→ **What to produce**:
Scan the data, and whenever a line contains "matching", copy it.
Input for this task: Begin
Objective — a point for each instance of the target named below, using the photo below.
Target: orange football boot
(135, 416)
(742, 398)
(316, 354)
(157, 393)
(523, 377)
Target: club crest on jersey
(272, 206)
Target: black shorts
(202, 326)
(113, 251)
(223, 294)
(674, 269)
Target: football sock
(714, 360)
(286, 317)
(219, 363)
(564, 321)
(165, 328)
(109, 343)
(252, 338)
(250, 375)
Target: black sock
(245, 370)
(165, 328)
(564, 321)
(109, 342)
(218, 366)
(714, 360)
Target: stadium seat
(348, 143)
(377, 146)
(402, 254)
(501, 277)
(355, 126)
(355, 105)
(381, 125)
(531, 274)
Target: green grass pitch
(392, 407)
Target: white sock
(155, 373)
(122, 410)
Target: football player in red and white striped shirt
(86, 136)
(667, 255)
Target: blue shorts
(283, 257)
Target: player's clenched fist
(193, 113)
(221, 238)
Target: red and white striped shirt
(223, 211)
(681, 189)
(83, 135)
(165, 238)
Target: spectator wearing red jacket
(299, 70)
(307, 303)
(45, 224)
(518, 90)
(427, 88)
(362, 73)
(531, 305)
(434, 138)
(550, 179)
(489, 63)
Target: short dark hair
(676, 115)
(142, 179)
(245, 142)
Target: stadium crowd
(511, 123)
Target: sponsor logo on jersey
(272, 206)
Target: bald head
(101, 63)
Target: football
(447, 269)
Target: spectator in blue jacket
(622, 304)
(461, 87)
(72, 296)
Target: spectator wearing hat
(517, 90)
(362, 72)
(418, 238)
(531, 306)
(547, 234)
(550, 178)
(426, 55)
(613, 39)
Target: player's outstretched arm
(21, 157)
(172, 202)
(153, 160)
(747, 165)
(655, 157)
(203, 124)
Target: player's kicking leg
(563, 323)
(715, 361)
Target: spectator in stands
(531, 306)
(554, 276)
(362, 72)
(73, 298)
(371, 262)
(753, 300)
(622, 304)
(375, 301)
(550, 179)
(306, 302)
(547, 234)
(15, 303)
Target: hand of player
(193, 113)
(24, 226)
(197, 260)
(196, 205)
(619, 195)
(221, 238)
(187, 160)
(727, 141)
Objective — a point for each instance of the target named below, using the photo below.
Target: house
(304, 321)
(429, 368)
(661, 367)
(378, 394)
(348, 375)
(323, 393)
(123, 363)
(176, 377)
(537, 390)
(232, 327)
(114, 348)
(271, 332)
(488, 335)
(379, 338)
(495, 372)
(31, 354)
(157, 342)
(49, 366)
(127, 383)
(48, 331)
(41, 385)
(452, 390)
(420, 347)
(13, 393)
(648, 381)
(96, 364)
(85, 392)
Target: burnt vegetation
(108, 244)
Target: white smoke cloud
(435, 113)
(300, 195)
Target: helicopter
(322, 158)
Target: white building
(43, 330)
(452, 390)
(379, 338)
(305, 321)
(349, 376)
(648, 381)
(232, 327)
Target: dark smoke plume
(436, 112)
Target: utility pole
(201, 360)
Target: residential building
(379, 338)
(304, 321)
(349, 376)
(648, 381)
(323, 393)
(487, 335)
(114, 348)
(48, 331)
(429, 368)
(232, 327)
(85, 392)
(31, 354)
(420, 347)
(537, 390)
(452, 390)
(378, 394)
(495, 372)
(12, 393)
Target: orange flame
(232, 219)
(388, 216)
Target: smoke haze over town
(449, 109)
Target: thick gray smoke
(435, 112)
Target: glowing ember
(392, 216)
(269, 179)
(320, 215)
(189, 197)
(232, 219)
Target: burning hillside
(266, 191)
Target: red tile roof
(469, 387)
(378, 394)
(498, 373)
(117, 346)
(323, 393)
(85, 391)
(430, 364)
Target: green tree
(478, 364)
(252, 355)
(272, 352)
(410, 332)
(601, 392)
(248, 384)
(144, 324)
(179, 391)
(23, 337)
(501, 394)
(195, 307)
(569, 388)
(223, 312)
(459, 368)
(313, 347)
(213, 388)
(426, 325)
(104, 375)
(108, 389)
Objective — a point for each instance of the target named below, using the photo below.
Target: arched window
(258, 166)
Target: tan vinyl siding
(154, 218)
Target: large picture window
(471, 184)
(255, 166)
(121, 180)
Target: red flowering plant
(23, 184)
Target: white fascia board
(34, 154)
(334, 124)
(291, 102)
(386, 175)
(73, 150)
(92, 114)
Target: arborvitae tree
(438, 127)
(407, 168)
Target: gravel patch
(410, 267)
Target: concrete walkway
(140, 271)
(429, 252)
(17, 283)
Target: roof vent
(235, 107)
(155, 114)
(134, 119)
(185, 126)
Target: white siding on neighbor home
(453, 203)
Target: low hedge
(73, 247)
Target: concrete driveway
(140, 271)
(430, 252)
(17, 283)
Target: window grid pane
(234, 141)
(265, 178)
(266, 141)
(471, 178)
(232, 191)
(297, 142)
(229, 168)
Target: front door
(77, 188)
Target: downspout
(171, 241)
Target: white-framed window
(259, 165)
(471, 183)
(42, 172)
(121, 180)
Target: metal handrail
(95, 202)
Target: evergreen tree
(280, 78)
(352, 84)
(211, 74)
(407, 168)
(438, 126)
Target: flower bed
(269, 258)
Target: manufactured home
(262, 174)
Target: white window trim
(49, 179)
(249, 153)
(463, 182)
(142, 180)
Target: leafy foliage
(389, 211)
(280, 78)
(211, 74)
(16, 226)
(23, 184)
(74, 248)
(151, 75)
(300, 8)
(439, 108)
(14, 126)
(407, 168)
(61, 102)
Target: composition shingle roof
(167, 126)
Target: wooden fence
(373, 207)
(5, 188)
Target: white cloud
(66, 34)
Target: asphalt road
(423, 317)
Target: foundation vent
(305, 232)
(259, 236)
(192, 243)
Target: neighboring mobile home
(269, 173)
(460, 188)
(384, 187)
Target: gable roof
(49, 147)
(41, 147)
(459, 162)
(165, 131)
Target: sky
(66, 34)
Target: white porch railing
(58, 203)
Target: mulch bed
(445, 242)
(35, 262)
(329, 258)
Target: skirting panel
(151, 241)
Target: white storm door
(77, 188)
Input for this task: End
Input for this task: Begin
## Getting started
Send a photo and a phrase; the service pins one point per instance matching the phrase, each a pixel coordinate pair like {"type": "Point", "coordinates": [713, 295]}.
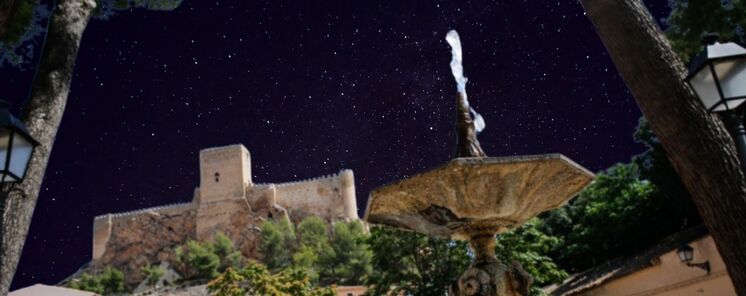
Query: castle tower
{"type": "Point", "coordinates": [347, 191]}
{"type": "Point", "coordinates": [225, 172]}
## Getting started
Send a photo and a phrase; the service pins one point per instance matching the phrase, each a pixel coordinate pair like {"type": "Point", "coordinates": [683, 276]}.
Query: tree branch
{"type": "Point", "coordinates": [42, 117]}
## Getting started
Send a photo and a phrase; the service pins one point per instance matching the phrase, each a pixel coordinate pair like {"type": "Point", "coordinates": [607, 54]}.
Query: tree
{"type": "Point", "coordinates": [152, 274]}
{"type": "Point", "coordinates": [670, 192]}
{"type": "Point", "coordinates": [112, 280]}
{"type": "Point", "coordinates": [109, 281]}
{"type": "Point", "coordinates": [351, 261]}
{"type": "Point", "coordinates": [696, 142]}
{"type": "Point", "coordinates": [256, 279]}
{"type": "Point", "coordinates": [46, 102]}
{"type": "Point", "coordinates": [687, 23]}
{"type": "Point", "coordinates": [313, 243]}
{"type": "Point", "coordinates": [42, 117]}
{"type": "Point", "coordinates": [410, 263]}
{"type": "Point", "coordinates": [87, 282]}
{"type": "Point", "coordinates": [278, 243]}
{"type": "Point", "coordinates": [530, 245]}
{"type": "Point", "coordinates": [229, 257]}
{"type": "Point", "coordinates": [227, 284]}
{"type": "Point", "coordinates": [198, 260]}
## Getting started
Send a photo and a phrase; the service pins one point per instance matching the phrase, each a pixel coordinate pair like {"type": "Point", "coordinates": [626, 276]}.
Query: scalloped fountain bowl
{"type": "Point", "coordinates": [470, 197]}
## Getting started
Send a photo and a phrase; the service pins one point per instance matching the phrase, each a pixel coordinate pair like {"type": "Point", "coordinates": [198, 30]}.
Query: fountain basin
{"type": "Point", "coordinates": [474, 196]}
Input for this task: End
→ **Task answer**:
Send a photo and a phrase; the service pins one point per instance matching the phrase, each a pixel coordinate pair like {"type": "Point", "coordinates": [713, 295]}.
Send a photo and a phrase; the service pins one point per instance matching the phrase, each a pixel coordinate pair like {"type": "Point", "coordinates": [683, 276]}.
Send a photo and a phrase; the service pins one point per instance matching the phrase, each a pixel coordinate pair like {"type": "Point", "coordinates": [607, 54]}.
Send a photo and a phrase; the service pins one point per instance matching the phrase, each a pixel coordinate pair like {"type": "Point", "coordinates": [626, 276]}.
Send a photo and a phrase; the service pins one point per instance matching the phrase, each a pixel coordinate pair like {"type": "Point", "coordinates": [198, 30]}.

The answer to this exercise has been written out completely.